● **THE TASK**
Arrange the entries from the start through the line containing "x=1247 y=774" as a two-column CSV with headers input and output. Give one row per entry, holding its text and its answer, each in a single quoted field with line breaks replaced by spaces.

● **DATA EXTRACT**
━━━━━━━━━━━━━━━━━━━━
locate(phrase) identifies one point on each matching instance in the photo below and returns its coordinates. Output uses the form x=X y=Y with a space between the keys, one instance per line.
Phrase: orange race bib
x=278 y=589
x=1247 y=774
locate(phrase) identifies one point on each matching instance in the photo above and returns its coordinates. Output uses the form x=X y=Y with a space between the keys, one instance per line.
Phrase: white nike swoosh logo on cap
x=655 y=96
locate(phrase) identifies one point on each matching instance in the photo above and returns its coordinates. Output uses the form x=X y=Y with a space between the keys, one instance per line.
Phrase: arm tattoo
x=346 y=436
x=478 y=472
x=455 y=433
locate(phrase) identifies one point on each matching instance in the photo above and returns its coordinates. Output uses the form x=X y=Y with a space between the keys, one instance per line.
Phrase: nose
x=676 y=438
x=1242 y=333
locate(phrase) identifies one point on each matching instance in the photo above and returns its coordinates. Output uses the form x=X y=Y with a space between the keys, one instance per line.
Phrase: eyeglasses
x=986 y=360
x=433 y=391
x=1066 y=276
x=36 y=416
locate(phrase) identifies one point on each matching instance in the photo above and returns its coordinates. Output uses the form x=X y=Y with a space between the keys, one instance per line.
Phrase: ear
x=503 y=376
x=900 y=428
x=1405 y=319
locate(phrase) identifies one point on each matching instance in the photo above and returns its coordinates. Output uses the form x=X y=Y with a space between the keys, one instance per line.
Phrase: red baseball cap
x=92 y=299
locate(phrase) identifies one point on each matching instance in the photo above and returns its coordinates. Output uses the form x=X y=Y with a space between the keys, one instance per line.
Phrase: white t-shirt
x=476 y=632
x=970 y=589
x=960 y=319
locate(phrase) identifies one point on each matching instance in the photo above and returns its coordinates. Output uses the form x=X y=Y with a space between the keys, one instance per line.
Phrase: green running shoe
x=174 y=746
━━━━━━━━━━━━━━━━━━━━
● **FINISHED ANSWER**
input,output
"locate(phrase) identifies one point on each matching instance in the photo below and returns its coordinates. Output uses the form x=X y=Y with a space between the keys, one instance per line. Phrase: orange race bib","x=278 y=589 x=1247 y=774"